**TASK STATEMENT:** Every line in the entries that holds "sunlit" should be identified and copied.

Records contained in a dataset

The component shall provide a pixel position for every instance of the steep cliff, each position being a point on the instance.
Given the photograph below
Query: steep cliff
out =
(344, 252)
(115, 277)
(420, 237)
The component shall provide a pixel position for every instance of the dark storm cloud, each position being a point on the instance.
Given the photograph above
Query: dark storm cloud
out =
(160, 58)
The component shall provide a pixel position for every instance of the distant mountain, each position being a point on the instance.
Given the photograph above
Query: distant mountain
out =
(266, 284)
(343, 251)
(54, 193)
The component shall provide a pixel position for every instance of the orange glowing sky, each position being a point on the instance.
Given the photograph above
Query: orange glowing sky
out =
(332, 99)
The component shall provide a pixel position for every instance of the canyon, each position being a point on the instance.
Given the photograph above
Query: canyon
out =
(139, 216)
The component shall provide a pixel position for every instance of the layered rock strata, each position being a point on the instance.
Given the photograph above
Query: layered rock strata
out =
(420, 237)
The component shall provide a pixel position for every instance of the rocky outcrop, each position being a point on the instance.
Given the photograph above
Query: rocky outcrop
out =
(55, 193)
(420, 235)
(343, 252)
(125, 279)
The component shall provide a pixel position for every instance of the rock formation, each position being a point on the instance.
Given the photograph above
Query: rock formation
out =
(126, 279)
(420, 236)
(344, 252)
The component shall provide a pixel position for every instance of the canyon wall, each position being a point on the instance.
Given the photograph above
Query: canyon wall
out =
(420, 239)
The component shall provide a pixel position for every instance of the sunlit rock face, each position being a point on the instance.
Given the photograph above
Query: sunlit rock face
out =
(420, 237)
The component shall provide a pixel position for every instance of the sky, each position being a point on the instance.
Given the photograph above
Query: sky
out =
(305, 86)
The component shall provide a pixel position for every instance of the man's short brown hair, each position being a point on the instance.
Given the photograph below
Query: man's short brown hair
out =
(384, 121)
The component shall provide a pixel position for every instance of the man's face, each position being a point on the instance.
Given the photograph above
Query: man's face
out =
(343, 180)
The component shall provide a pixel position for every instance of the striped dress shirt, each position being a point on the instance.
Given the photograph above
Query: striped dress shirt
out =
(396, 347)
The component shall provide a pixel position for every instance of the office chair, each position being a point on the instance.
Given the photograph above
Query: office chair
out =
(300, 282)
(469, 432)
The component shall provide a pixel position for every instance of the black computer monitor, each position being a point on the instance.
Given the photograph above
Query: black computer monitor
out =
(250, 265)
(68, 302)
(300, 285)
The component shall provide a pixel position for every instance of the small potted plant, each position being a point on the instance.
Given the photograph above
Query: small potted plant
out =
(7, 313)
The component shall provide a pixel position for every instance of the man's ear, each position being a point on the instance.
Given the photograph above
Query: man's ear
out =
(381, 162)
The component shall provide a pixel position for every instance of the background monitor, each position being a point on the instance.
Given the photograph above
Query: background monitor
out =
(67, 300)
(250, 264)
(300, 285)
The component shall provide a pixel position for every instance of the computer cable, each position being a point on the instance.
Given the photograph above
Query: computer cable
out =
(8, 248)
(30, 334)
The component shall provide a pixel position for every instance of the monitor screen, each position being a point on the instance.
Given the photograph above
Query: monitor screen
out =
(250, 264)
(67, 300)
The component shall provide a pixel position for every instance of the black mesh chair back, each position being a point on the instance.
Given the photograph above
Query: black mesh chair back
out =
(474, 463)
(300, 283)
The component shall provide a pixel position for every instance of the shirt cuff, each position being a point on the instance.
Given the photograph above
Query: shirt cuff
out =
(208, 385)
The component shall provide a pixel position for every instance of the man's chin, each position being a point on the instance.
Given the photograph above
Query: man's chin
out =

**OUTPUT OF THE TASK:**
The component shall provide a pixel position for every instance of the sunlit rock face, each position being a point on the instance.
Query: sunlit rock face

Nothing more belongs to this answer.